START Document passage
A death statue, leather and wood copy of a bishop’s body, lies in eternal state, under the statue of Jesus with his crown of thorns. I watched quietly as people came to leave pictures of those in need of healing, including several ultra-sounds of fetuses. They lingered to caress his head and garments, cross themselves, pray and cry. Others lovingly attached small commemorative pins and hospital bracelets to his white robe, in testimony to healing received.

These touching scenes were played out in the midst of scaffolds holding art restoration experts at work on the chapel ceiling, milling tourists taking flash pictures, and a taped history of the mission emitting from loudspeakers. It seemed appropriate that life and death matters be carried out as the White Dove of the Desert, as it is called, was being restored and tourists were being enlightened in the power of the faith.

The White Dove has seen the city rise to the north, an imperfect and overpowering addition to the landscape, a landscape once of low adobe, saguaro and a peaceful people.
END Document passage
START Records
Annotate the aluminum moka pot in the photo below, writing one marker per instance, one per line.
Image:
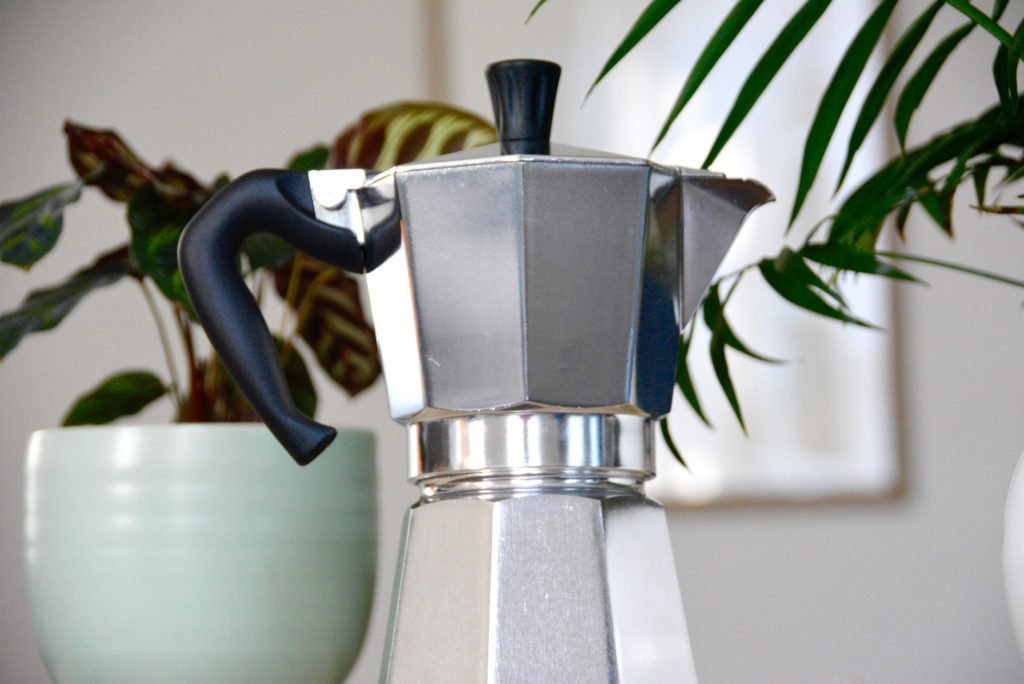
(528, 299)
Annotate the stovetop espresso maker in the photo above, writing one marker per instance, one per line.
(528, 299)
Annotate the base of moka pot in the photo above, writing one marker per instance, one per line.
(535, 556)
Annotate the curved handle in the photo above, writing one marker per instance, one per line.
(280, 203)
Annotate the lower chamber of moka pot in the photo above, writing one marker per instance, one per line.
(534, 555)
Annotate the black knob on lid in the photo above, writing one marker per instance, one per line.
(522, 92)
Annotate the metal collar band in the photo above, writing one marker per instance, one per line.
(531, 446)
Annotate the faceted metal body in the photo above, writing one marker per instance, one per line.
(537, 571)
(546, 283)
(527, 310)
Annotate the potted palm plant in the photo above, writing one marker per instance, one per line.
(147, 544)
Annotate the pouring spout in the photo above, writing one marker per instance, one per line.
(714, 209)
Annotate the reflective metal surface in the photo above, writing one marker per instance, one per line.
(541, 588)
(513, 442)
(528, 309)
(535, 283)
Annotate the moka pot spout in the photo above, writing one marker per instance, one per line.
(714, 208)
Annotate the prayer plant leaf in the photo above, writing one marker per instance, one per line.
(156, 227)
(43, 309)
(716, 47)
(297, 377)
(265, 251)
(103, 160)
(650, 16)
(330, 318)
(846, 257)
(836, 96)
(785, 276)
(877, 95)
(685, 382)
(120, 395)
(406, 132)
(915, 88)
(766, 69)
(30, 226)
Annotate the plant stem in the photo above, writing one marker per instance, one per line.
(292, 292)
(164, 342)
(194, 411)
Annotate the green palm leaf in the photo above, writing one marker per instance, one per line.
(684, 380)
(984, 20)
(654, 12)
(716, 47)
(883, 84)
(835, 98)
(915, 88)
(766, 69)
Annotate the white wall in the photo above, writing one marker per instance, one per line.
(904, 591)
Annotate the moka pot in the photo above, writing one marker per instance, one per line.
(528, 299)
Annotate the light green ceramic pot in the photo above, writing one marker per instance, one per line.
(198, 553)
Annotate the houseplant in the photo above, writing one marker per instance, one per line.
(986, 150)
(198, 552)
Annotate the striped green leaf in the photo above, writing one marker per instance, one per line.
(120, 395)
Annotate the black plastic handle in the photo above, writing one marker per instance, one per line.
(279, 203)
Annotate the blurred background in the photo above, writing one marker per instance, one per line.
(915, 432)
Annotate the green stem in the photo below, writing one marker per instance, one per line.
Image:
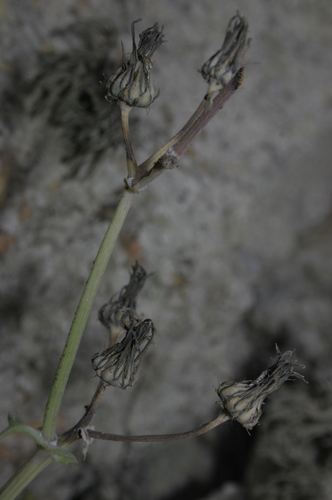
END Records
# Your objective:
Translate this sentence from the mission passage into Spanish: "They lingered to caress his head and garments, cross themselves, pray and cry."

# Answer to this task:
Se quedaban un rato para acariciarle la cabeza y las vestiduras, santiguarse, rezar y llorar.